Repeat the records word for word, excluding any picture.
══ Data in this exercise ══
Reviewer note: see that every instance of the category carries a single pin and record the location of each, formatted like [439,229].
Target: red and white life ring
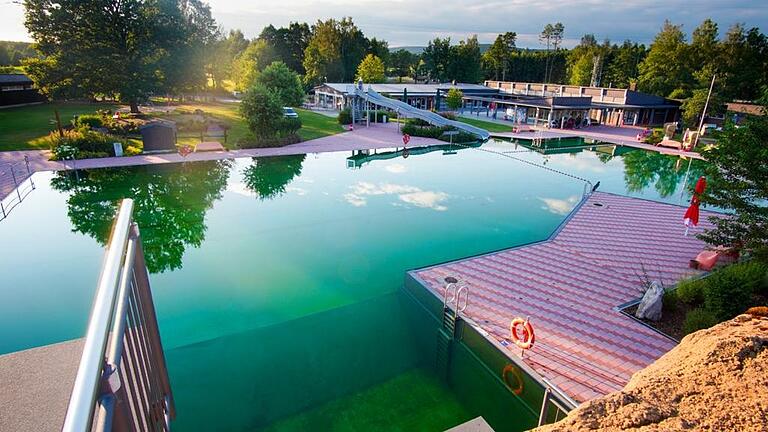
[525,338]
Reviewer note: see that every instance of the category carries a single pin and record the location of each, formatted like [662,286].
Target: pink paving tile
[570,287]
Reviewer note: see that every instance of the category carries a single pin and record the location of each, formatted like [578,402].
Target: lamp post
[704,112]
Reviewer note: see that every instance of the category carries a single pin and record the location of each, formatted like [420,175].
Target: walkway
[626,136]
[376,136]
[571,286]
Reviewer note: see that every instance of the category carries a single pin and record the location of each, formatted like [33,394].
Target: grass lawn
[23,128]
[489,126]
[314,125]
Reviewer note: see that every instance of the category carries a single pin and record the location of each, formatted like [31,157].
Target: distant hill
[420,49]
[11,53]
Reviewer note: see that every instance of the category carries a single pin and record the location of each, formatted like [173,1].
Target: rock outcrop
[714,380]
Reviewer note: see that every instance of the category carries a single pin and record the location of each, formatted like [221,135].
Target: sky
[414,22]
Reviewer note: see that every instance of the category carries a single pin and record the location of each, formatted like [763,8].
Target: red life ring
[527,338]
[517,388]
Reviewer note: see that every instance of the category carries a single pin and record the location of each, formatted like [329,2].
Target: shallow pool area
[278,280]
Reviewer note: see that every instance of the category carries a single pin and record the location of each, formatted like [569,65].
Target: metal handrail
[122,380]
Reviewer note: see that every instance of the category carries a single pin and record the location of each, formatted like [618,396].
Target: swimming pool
[276,280]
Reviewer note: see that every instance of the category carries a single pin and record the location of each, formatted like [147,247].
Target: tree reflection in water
[644,168]
[268,176]
[170,204]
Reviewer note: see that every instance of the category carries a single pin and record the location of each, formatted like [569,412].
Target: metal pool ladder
[447,332]
[122,382]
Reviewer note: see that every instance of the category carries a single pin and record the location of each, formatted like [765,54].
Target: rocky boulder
[715,380]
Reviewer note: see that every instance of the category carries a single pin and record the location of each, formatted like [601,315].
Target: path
[376,136]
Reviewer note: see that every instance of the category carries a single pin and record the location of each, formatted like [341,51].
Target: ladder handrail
[122,379]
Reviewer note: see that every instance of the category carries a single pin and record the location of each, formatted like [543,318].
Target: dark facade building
[18,89]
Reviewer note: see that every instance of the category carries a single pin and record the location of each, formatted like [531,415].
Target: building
[555,104]
[424,96]
[18,89]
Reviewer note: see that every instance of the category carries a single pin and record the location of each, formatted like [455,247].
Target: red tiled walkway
[570,287]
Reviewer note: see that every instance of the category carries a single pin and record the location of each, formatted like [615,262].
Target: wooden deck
[571,286]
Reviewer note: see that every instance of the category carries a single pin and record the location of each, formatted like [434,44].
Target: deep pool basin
[277,281]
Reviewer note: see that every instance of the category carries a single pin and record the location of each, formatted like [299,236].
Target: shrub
[288,126]
[252,141]
[345,116]
[691,291]
[90,120]
[262,110]
[697,319]
[654,138]
[669,301]
[82,144]
[728,291]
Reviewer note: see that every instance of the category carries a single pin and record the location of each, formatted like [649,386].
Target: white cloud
[241,189]
[426,199]
[358,196]
[560,206]
[297,190]
[405,22]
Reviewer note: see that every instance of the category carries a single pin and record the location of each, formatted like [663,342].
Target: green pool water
[276,280]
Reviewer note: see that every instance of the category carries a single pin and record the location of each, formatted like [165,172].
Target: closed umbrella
[692,214]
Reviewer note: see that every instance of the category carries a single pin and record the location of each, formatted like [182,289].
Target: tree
[693,106]
[581,60]
[666,67]
[284,82]
[454,99]
[371,70]
[122,48]
[268,176]
[437,59]
[499,54]
[743,63]
[552,36]
[401,63]
[288,43]
[379,48]
[170,205]
[334,51]
[225,51]
[465,61]
[622,67]
[737,181]
[262,110]
[247,66]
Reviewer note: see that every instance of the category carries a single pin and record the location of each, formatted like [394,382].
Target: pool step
[443,354]
[445,336]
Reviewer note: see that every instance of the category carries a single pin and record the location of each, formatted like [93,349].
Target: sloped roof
[14,79]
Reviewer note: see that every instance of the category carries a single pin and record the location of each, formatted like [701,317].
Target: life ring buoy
[510,370]
[526,339]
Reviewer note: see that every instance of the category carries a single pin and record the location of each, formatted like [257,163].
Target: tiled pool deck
[570,286]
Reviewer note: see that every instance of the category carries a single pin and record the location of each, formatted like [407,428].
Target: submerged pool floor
[276,279]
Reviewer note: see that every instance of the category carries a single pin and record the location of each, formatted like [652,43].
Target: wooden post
[58,123]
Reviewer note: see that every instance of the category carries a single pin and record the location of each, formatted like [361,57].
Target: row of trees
[130,49]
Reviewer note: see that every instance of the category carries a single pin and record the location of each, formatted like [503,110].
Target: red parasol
[692,214]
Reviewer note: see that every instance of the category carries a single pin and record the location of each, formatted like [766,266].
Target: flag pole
[704,112]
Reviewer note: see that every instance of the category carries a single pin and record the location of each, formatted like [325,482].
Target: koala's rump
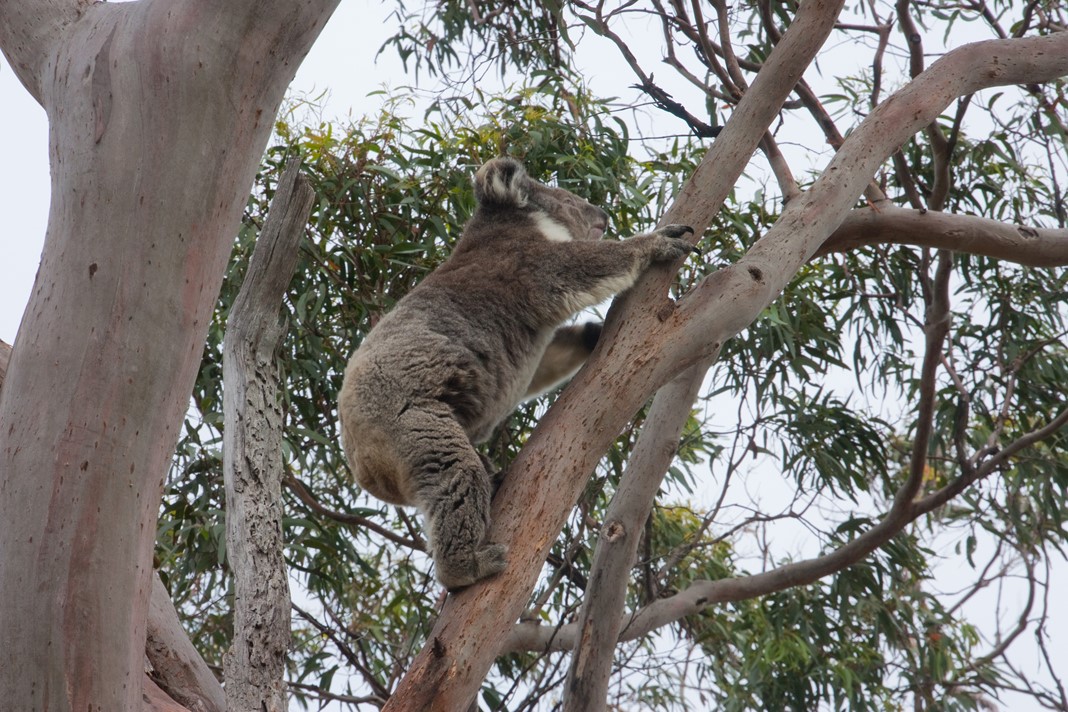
[409,369]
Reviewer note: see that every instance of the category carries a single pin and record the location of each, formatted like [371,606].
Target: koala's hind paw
[670,243]
[487,562]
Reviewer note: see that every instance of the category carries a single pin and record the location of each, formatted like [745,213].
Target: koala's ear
[502,183]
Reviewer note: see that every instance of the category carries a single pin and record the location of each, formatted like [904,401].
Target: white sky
[343,62]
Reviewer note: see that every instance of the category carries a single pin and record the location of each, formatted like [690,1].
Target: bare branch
[886,224]
[553,465]
[177,668]
[600,616]
[304,495]
[252,457]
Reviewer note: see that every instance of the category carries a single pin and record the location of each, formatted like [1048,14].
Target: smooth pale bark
[600,617]
[159,111]
[546,477]
[545,480]
[888,224]
[254,666]
[736,295]
[177,668]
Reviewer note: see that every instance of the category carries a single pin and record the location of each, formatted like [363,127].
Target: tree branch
[546,478]
[600,616]
[254,666]
[30,33]
[177,668]
[1023,244]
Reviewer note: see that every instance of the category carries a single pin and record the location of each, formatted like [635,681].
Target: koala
[476,336]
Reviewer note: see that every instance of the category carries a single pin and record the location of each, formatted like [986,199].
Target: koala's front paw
[670,244]
[488,560]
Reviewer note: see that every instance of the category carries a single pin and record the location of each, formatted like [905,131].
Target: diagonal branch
[600,615]
[552,468]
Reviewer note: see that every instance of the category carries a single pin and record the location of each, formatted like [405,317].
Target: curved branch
[1023,244]
[177,668]
[599,617]
[549,473]
[30,32]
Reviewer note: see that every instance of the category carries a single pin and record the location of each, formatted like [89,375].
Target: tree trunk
[254,667]
[177,668]
[159,112]
[550,471]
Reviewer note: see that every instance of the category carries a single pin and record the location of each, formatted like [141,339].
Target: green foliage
[803,434]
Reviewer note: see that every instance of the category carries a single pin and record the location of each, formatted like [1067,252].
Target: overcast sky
[342,62]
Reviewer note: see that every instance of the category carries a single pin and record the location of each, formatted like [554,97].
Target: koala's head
[503,185]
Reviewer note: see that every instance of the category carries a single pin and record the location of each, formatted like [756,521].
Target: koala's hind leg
[453,491]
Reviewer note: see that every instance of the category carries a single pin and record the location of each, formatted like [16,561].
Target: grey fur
[465,347]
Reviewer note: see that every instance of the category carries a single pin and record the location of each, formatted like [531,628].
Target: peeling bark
[158,112]
[177,668]
[550,471]
[254,666]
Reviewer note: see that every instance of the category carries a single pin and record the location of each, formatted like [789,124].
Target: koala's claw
[489,560]
[672,246]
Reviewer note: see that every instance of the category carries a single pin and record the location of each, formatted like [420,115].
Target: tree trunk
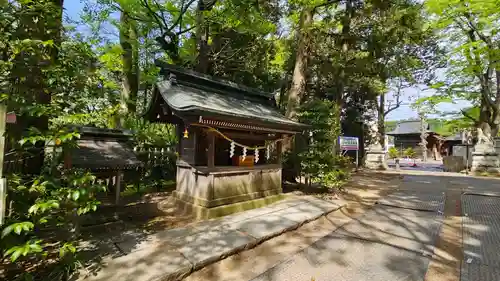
═══
=== Output of the exercise ===
Reviewer note: see that every instance of the category carries a single pin and record the location of each, formatted like [439,229].
Target: red and white life ring
[525,338]
Reviewer note: see that every instance of the category carries a single pin and record the location of each, formatted like [662,286].
Target: pink paving tile
[570,287]
Reviewer note: see that every instance of the category carries a single pin and record the location of each, formatted like [578,402].
Target: lamp post
[704,112]
Reviewer note: see that every instance of the category carries a single pin and record the location of each, formatted like [420,175].
Target: walkway
[626,136]
[376,136]
[571,286]
Reviewer note: see that every instance of the category carries a single pin and record the location of each, formatted like [33,394].
Target: grass lawn
[23,128]
[489,126]
[314,125]
Reviewer note: see that every instance of the category carries a single pin and record the location of each, formatted like [31,157].
Target: distant hill
[420,49]
[11,53]
Reviewer note: see that every instance of the category carries a single pin and record the location of each, formatted like [173,1].
Target: rock outcrop
[714,380]
Reviewer note: see that every instance of the category carries a single pin and record the location of each, formatted like [221,135].
Target: sky
[414,22]
Reviewer note: see that every instance of the category carries a single pin and record the location of each, formatted like [763,8].
Target: red life ring
[527,338]
[517,388]
Reviewer note: see that every instance of the category carries a single pin and record the location of each, formatted like [329,2].
Target: shallow pool area
[278,280]
Reviewer note: see that every instance of the category carries a single pin and record the location of each, formatted like [569,65].
Target: metal handrail
[122,380]
Reviewer note: see that every instance of the category carries a single pin and record the location of each, formatted like [618,396].
Target: swimming pool
[276,280]
Reviewer note: see that every instance of the category carries a single pin and record the location of each, formatted like [147,247].
Target: tree reflection in water
[644,168]
[268,176]
[170,204]
Reviewer note: see that every instance of the category carries a single pin and record the location of each, formatted like [569,412].
Target: metal pool ladder
[447,332]
[122,382]
Reviewer note: see that every instance of the category carries a single pin and record the location of each, formatted like [765,54].
Target: rocky boulder
[715,380]
Reviewer note: see that every instance of the category carries a single pin and record the location of each, formatted like [601,315].
Target: path
[376,136]
Reviewer note: see that every instance of the category carries a single pin and record the location of each, formatted like [341,51].
Target: ladder handrail
[122,379]
Reviewer note: see that every instance of the category carries a single pin and record the location of each, formatted like [543,318].
Target: dark facade building
[18,89]
Reviewer note: see that every instance of the category carries a single pin and record the location of each, formatted like [531,415].
Target: building
[555,104]
[424,96]
[18,89]
Reviewer note: see that every instance of the category carries a single pin and record the location of each, formatted like [455,247].
Target: red tiled walkway
[570,287]
Reviewer note: see that every instance of the category carries a single pin and record the location of each, formatted like [615,262].
Target: wooden deck
[571,286]
Reviewer note: see that every instance of the category carries a single pin and record the location of each, formatted like [434,44].
Target: deep pool basin
[277,281]
Reviewer note: see that every instance of the category carries a single pin and record the location of each, formatted like [299,236].
Target: shrub
[288,126]
[252,141]
[345,116]
[691,291]
[90,120]
[262,110]
[697,319]
[654,138]
[669,301]
[82,144]
[728,291]
Reviewer note: see that every instance of the category carries a single pin and record the location of each, formatted like [649,386].
Target: white cloud
[241,189]
[426,199]
[358,196]
[560,206]
[297,190]
[405,22]
Reviewer note: see that every instance of the category carries a single pin and record the location of each, formatted like [663,342].
Target: green pool water
[276,280]
Reviewer note: see that every instance of the category carries a single pin and record the location of each, formatted like [165,172].
Target: closed umbrella
[692,214]
Reviewer note: see that every instance of the category carries a single pin and record the location of each, formatted like [182,289].
Target: tree
[693,106]
[581,60]
[666,67]
[284,82]
[454,99]
[371,70]
[122,48]
[268,176]
[437,59]
[499,54]
[743,63]
[552,36]
[401,63]
[288,43]
[379,48]
[170,205]
[334,51]
[225,51]
[465,61]
[622,67]
[737,181]
[262,110]
[247,66]
Reviewer note: see that every instance of the category carries a single pin and record the location of each, formatted like [394,382].
Target: pool step
[443,354]
[445,336]
Reviewer note: see that every instance of the category carries a single pin and record the location of each, formatted like [93,349].
Target: sloped roof
[14,79]
Reviewer note: see that every instance of the category carries a single pin and record the location of each, formatted like [701,317].
Target: life ring buoy
[510,370]
[526,339]
Reviewer note: see that every instance of the category carries a single pin and record the location of each, formatted like [257,163].
Target: tiled pool deck
[570,286]
Reviewer note: see that every instance of the category carries a single pin and record the location of each, formatted like [407,428].
Target: submerged pool floor
[276,279]
Reviewer note: see that every instance of the category carries a single pin and record the location of each, formatted like [652,43].
Target: wooden post
[58,123]
Reviewer note: see that every instance of the category carries a single pin and record the location of each, formatted like [361,57].
Target: row of trees
[130,49]
Reviewer note: see that every instance of the category carries a single pin and record the location of each, formatted like [503,110].
Target: red parasol
[692,214]
Reviewer note: see that every instance of the category carries a single pin and record the location of each, formatted like [766,266].
Target: flag pole
[704,112]
Reviewer note: see that every instance of the category carries a single pin and record the location of each, formatted like [325,482].
Target: koala's rump
[409,369]
Reviewer note: see that every instance of the category carries a single pin and record the location of each, formatted like [371,606].
Target: koala's hind paw
[670,243]
[487,562]
Reviewer note: see that every instance of the category carries a single pin and record the location of each, formatted like [745,213].
Target: koala's ear
[502,183]
Reviewer note: see that every instance of the category carries a single pin and record the location of each, formatted like [904,401].
Target: white sky
[343,62]
Reviewer note: see that every instance of the category carries a single pin and record the location of each, formatted like [690,1].
Target: bare branch
[886,224]
[553,465]
[177,668]
[600,616]
[304,495]
[252,457]
Reviewer note: see that every instance of the category carries a single pin and record the location of each, formatted like [1048,14].
Target: smooth pale bark
[600,617]
[159,111]
[546,477]
[545,480]
[888,224]
[254,666]
[736,295]
[177,668]
Reviewer note: see that every instance of the category carries a single pin and record the location of each, formatted like [363,127].
Target: tree branch
[546,478]
[600,616]
[254,666]
[30,33]
[177,668]
[1023,244]
Reviewer note: see that every instance of the category carries a single pin and record the location of each, formatted like [635,681].
Target: koala
[476,336]
Reviewer note: see that every instance of the category carries a single pin and record the location of each, formatted like [986,199].
Target: koala's front paw
[670,244]
[488,560]
Reviewer note: see that every instance of the category carries a single pin and record the location of each, formatted like [905,131].
Target: diagonal branch
[600,615]
[552,468]
Reviewer note: see that every instance of the category carries a single pin and record the location of each, formatted like [405,317].
Target: curved branch
[1023,244]
[177,668]
[599,617]
[549,473]
[30,32]
Reviewer note: see that every instance of the category carries a single pin and record the location of each, formatted like [89,375].
Target: tree trunk
[254,667]
[177,668]
[159,112]
[550,471]
Reviewer note: see that every instance of the category carries a single pin and record the location of each, formatted like [141,339].
Target: green foliage
[803,434]
Reviewer note: see that every instance of the category carries a single pin and record the location of each, formatted like [1067,252].
Target: overcast sky
[342,62]
Reviewer note: see that every instance of the category carries a single pin and record the location of each, formatted like [554,97].
Target: koala's head
[503,185]
Reviewer note: see that every instance of the category carries a single pin and record the location of each, formatted like [756,521].
Target: koala's hind leg
[453,491]
Reviewer note: see that every instance of the category carries a single pin and record the location of each, formatted like [16,561].
Target: grey fur
[465,347]
Reviewer note: see that every instance of the category carries a single pin and record the location of each, formatted like [531,628].
Target: peeling bark
[158,112]
[177,668]
[550,471]
[254,666]
Reviewer note: see that every instance of the category carries a single pin and record the location of each, formatted like [789,124].
Target: koala's claw
[489,560]
[672,246]
Reviewer note: see that every instance of the category carries a single pin and record the location of each, formatted like [420,115].
Target: tree trunk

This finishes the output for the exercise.